Short task> Find every line in the data below that contains the string "bush", matching case exactly, and copy each of those lines.

--- Begin Exercise input ---

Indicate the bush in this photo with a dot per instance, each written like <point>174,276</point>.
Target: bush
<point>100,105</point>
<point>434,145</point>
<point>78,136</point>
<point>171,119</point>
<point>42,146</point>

--- End Exercise input ---

Solution to the problem>
Indicate the bush in this photo with a dot per instance, each written like <point>174,276</point>.
Target: bush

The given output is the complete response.